Items from a dataset:
········

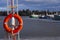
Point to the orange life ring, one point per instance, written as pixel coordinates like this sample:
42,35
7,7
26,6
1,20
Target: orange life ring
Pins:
7,28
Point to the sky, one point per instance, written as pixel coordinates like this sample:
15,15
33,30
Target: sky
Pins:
53,5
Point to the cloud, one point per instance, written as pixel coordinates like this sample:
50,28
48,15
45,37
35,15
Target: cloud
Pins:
48,1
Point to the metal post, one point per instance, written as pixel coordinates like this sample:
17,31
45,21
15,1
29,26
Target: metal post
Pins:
7,8
17,6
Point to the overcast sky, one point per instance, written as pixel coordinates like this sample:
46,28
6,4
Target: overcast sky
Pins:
34,4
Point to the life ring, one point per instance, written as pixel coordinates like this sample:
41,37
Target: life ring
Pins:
7,28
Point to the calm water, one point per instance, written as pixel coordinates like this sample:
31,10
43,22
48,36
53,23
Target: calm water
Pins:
41,28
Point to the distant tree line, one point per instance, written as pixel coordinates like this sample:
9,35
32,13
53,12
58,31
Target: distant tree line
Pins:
28,12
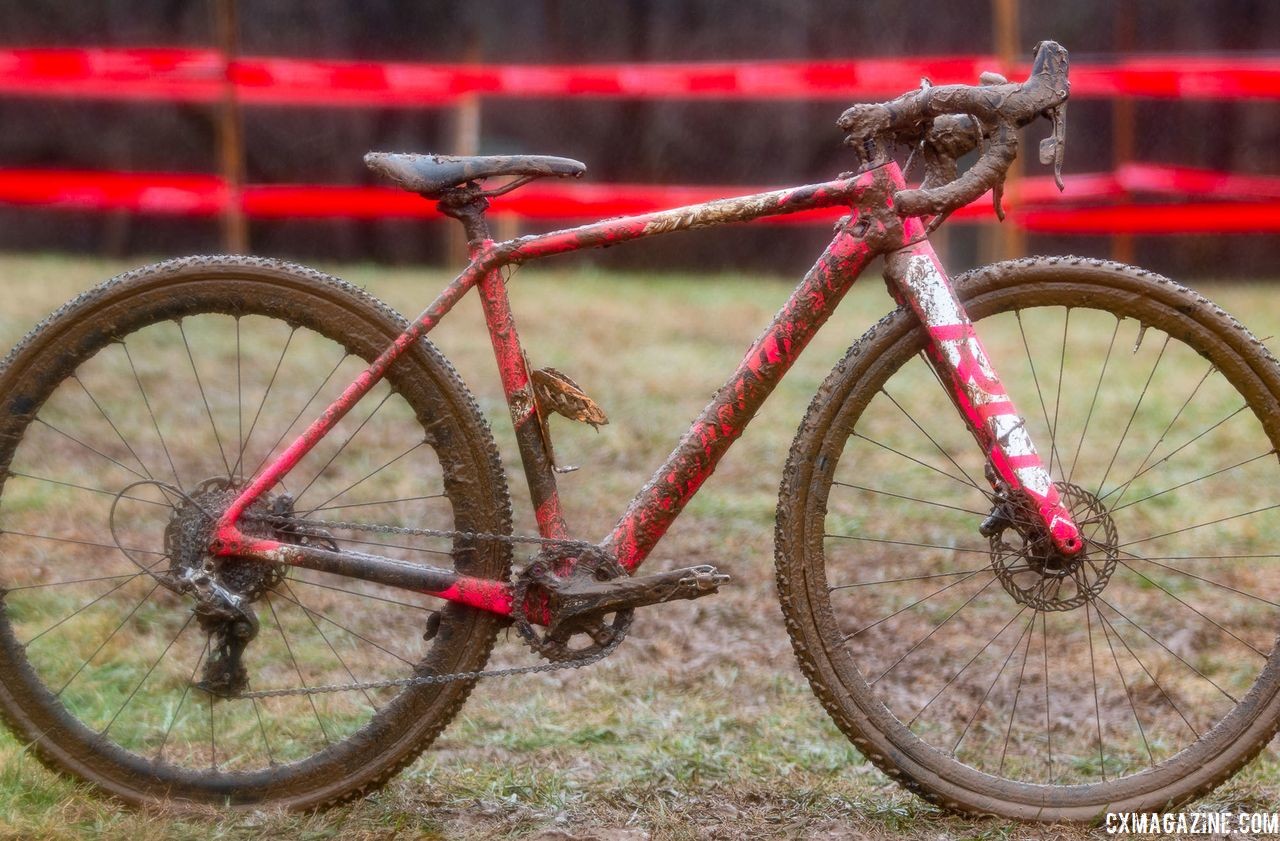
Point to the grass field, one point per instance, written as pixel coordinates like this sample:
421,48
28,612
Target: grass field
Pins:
700,725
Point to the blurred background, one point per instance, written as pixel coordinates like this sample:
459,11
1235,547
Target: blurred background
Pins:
164,127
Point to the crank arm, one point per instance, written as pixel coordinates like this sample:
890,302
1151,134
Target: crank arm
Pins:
485,594
579,597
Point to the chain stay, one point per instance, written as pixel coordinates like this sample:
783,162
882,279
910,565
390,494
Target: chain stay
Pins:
424,680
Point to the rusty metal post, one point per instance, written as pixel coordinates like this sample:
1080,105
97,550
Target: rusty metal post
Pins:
1009,240
465,140
231,131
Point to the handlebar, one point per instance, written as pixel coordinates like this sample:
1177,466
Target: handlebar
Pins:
947,122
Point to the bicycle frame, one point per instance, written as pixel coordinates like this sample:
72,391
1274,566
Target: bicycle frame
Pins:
913,272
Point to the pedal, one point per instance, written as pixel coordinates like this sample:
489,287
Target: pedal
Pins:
579,597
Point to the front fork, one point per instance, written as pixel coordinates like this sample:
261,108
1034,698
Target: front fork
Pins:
918,279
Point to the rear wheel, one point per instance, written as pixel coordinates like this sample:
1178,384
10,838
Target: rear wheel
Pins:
147,402
990,675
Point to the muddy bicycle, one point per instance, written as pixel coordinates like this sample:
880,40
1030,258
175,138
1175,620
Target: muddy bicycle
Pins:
257,543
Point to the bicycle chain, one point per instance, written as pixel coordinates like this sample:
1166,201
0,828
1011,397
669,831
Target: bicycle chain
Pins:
423,680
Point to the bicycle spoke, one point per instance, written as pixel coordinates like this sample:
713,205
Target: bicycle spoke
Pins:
1164,433
204,400
923,502
342,447
1200,525
182,699
1146,671
297,668
1018,693
17,474
366,478
914,577
922,464
1061,370
1093,676
1192,608
1189,481
932,440
77,542
108,639
965,667
1040,394
1171,652
95,600
1093,402
266,393
380,502
865,627
982,703
301,408
155,423
929,635
112,424
337,656
1169,457
150,670
1048,731
1128,425
1124,684
92,449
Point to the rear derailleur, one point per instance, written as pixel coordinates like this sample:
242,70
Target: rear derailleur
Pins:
225,588
580,590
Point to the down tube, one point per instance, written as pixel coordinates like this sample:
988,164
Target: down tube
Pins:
709,437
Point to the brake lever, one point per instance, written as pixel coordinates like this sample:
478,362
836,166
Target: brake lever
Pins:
1055,145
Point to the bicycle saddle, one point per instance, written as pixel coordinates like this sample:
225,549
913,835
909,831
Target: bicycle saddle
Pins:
434,174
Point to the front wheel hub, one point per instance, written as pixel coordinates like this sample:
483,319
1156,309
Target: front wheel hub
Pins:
1036,575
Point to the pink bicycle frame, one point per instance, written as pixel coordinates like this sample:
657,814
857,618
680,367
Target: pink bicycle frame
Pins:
872,229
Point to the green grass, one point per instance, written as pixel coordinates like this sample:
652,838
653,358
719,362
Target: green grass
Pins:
700,726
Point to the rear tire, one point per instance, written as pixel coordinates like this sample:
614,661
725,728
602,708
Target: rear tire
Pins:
118,392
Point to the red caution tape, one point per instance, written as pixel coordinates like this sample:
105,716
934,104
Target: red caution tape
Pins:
178,74
1037,206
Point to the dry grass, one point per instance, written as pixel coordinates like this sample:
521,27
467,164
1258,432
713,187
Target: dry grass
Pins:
700,726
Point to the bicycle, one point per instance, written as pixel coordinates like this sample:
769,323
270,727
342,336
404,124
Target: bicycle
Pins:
190,616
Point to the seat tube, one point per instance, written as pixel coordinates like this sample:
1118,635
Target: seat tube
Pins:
956,353
513,371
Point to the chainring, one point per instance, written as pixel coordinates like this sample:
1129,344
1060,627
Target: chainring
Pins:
556,643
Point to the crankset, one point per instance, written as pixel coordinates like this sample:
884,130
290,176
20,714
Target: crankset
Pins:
595,599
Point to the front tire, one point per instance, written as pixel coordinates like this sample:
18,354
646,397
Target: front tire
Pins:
959,664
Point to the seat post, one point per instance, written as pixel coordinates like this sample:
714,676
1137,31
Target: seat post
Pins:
467,205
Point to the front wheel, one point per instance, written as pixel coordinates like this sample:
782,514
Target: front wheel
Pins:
128,421
986,673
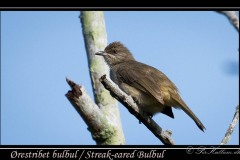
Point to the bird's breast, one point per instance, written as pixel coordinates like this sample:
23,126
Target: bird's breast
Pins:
145,101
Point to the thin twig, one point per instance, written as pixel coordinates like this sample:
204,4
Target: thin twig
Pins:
231,127
233,18
128,102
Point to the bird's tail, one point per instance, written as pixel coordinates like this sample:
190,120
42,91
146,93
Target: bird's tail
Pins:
187,110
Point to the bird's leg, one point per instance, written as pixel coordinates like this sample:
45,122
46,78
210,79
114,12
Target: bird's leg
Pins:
150,115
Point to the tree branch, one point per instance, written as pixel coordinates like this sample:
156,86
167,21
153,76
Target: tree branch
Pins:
231,127
233,18
128,102
103,132
95,38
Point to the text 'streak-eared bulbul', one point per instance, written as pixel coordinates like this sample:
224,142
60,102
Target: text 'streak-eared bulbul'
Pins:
151,89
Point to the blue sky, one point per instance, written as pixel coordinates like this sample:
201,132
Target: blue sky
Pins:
197,50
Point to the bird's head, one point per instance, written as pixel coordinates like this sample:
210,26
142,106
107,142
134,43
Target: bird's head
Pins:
115,53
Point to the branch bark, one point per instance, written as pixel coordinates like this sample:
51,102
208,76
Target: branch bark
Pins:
102,117
231,127
233,18
102,130
128,102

········

*JOB*
Reproduce exactly, with nothing added, the lines from the one that contains "Point to the thin" to the end of the data.

*EXERCISE SOLUTION*
Point to the thin twig, one point per instance, written as pixel coordinates like this sample:
204,4
Target: thin twig
Pins:
231,127
233,18
128,102
Point to the bird's tail, one point per instance, written as pixel coordinates like this sample:
190,120
42,91
146,93
Target: bird's tail
Pins:
187,110
Point to the bird's leg, one point per instance, written as pixel coordinates like this sample:
45,122
46,78
210,79
114,12
Target: bird's leg
Pins:
150,115
Point to the tree branch, one point per instance, written as pixel coordinates like this sample:
156,86
167,21
153,76
Target: tree branch
Pins:
231,127
233,18
128,102
103,132
95,38
Point to the text 'streak-eared bulbul', one point per instance, written as pixel coordinates like this sample:
224,142
60,102
Target: text 'streak-eared bulbul'
Pins:
151,89
Point to the blue sky, one point per instance, written as pixel coordinates like this sample:
201,132
Target: blue sky
Pins:
197,50
Point to the bird's head, one point per instance, written as pixel coordinates like this sample:
210,26
142,106
107,142
134,43
Target: bird's head
Pins:
115,53
Point to the branch bark, one point per instance, written as pixel coordinates like this sample:
51,102
208,76
Target: branch bark
Pins:
102,117
231,127
233,18
102,130
128,102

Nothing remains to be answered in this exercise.